AIM OF THE EXERCISE: Find every line in the records that holds the string "single". Copy each one.

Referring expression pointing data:
------
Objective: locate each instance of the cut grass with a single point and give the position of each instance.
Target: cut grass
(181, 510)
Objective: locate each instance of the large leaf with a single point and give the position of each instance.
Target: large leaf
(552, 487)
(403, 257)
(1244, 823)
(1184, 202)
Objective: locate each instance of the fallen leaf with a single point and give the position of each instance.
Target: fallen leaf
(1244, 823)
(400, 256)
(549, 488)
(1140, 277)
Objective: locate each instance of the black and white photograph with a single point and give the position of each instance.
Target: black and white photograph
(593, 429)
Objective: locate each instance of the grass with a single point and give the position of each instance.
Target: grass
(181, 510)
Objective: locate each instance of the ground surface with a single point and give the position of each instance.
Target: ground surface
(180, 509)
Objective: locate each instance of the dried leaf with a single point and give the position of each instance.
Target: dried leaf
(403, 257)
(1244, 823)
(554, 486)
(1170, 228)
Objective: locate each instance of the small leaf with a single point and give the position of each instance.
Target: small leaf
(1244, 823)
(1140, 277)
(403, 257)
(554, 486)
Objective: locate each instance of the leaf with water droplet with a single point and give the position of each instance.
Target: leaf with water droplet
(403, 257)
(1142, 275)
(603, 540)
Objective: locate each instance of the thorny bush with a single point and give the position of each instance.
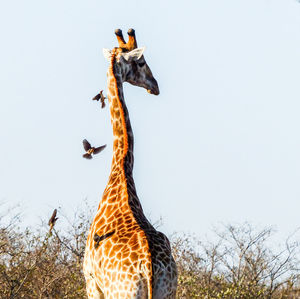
------
OUTPUT OF THE EXERCISE:
Objective: locate each instance of the cut grass with a single point and give the position of each instance.
Objective: locate each instance of the large leaf with a single point and give the position of each instance.
Objective: locate each instance of the fallen leaf with a single point and give the position of each instance.
Objective: locate each instance of the black and white photograph with a single point and give the position of each instance.
Objective: locate each instance of the grass with a single point and give the position of each instance.
Objective: locate each instance of the ground surface with a single point and give the position of each instance.
Objective: locate each instance of the dried leaf with a single point and give the position of each instance.
Objective: locate each instance of the small leaf with a single point and give the position of each instance.
Objective: locate each instance of the leaf with water droplet with a single point and give the position of each instance.
Objective: locate each instance of the thorny bush with a single point and give the position of each instance.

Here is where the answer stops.